Problem to work on :: Transcribe verbatim every line from the line containing "In this exercise you will mark the soccer player in green" to the end of the entries, including both endpoints. Output nothing beyond those lines.

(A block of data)

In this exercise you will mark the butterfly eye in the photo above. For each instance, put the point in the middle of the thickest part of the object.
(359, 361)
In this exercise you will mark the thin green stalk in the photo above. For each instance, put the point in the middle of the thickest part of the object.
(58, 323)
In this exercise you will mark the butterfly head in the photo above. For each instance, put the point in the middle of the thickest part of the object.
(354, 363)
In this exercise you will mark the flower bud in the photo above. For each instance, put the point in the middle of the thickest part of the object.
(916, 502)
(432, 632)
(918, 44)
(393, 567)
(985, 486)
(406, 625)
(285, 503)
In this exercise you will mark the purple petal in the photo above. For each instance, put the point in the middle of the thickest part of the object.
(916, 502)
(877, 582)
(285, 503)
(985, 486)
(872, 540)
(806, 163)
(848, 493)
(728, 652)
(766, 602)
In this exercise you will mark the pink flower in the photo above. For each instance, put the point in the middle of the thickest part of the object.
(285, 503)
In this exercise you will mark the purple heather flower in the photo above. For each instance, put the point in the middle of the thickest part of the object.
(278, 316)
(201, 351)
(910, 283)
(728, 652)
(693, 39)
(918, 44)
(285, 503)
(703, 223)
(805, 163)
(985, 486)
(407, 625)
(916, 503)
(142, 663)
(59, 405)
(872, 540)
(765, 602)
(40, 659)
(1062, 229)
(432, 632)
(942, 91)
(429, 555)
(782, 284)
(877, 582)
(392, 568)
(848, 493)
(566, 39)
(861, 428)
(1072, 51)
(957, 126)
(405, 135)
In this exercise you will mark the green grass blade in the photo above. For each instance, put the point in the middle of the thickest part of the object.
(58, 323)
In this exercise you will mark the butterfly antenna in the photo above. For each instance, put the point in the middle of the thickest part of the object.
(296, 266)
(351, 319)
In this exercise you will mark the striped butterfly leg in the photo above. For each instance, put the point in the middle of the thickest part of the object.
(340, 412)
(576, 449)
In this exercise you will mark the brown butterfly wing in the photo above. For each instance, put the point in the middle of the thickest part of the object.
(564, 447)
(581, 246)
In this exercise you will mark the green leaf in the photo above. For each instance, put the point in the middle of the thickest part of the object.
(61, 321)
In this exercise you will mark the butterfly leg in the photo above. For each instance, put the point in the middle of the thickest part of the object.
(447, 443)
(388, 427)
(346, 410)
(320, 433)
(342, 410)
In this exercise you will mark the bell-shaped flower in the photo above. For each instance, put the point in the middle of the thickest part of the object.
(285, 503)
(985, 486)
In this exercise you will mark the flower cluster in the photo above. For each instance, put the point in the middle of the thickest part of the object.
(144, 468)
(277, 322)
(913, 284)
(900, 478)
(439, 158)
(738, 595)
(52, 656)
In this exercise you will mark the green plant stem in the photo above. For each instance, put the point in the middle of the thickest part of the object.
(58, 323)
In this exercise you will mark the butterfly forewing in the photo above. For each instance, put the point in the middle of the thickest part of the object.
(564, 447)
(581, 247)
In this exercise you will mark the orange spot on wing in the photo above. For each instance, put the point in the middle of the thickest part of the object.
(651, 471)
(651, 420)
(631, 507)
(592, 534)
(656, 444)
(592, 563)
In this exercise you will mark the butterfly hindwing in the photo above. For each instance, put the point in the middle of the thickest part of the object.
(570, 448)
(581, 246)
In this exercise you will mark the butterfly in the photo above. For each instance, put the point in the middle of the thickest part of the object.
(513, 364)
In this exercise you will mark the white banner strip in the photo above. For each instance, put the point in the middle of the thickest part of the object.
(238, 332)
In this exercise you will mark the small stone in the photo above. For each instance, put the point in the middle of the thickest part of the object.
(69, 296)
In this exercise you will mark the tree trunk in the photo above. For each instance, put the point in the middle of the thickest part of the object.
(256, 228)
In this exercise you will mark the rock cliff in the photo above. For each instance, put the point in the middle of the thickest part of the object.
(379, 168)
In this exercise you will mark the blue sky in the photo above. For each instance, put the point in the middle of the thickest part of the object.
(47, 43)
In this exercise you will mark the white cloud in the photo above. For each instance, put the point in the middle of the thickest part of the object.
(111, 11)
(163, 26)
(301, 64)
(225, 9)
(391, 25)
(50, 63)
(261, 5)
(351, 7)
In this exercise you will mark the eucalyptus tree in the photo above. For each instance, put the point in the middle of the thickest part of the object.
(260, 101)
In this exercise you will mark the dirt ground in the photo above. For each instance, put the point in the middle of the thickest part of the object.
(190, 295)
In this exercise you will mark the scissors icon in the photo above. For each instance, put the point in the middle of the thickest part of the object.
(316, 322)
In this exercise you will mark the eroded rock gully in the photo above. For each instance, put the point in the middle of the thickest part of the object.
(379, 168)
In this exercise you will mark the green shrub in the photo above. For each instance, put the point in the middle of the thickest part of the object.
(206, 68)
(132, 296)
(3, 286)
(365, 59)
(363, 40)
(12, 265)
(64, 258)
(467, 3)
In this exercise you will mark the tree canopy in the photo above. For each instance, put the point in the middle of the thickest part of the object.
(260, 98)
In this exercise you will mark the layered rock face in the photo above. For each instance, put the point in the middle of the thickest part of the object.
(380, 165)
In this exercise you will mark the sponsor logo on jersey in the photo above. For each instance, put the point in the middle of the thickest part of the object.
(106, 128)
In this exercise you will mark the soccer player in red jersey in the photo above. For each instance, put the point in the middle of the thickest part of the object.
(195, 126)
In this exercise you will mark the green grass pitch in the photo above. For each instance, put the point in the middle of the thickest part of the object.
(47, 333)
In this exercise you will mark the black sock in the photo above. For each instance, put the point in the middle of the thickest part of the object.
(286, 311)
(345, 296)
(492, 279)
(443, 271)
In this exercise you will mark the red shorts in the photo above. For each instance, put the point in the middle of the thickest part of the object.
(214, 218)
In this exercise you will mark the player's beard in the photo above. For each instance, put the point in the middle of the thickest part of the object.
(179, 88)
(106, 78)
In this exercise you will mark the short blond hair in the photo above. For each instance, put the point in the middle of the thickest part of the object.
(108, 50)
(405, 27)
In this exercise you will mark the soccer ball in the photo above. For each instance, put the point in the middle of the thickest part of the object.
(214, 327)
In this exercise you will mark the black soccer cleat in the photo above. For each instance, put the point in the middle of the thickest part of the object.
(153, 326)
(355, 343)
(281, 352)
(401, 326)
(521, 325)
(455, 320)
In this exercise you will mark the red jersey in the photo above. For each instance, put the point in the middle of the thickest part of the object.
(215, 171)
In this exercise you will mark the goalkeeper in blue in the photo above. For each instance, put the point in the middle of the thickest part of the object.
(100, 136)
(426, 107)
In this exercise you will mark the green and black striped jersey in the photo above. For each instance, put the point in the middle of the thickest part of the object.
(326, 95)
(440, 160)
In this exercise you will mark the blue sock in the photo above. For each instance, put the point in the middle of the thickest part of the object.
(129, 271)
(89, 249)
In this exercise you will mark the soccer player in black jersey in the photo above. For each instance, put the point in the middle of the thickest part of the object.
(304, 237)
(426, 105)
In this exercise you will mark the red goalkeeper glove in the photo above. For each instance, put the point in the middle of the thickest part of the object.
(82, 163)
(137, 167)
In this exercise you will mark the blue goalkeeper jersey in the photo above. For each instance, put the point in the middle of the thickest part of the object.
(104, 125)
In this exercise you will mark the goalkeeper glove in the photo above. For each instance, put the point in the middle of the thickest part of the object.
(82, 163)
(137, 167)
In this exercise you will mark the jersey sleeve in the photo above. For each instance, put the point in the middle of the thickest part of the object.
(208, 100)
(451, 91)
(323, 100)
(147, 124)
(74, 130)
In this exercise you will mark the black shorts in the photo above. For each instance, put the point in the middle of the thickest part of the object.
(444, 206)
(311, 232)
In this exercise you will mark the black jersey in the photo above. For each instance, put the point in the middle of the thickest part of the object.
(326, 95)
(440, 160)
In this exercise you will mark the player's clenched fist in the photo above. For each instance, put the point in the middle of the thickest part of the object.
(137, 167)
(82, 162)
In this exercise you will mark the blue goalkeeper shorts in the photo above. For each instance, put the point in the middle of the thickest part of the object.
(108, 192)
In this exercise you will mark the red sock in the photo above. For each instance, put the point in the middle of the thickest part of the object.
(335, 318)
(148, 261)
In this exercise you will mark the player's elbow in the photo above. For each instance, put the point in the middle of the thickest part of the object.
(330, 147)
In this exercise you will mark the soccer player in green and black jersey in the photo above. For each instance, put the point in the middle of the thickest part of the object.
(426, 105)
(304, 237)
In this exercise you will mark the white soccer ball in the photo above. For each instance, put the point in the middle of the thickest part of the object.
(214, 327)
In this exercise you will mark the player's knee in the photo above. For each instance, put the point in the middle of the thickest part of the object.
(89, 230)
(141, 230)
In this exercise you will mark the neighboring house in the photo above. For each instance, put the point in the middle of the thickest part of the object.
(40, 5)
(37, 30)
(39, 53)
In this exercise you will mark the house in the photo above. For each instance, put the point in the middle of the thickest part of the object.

Result ::
In this exercise you will mark the soccer player in green and black jersey in the photo above. For each instance, put the point in the middle of the thickest part of the object.
(426, 105)
(304, 237)
In this exercise you will mark the white soccer ball in the photo above. For each instance, put the point in the middle of the thickest part of the object.
(214, 327)
In this exercise you will mark the player's knee in the photo above. For each instance, put the point in the middle of the thickest part of the object.
(89, 230)
(141, 230)
In this exercise you will mark the neighboring house in the photo above. For each instance, put the point in the middle of the thickest part of the object.
(40, 5)
(37, 30)
(39, 53)
In this exercise you will mark the house in the photo above. For each instance, put the point in the middle of the thickest part of the object.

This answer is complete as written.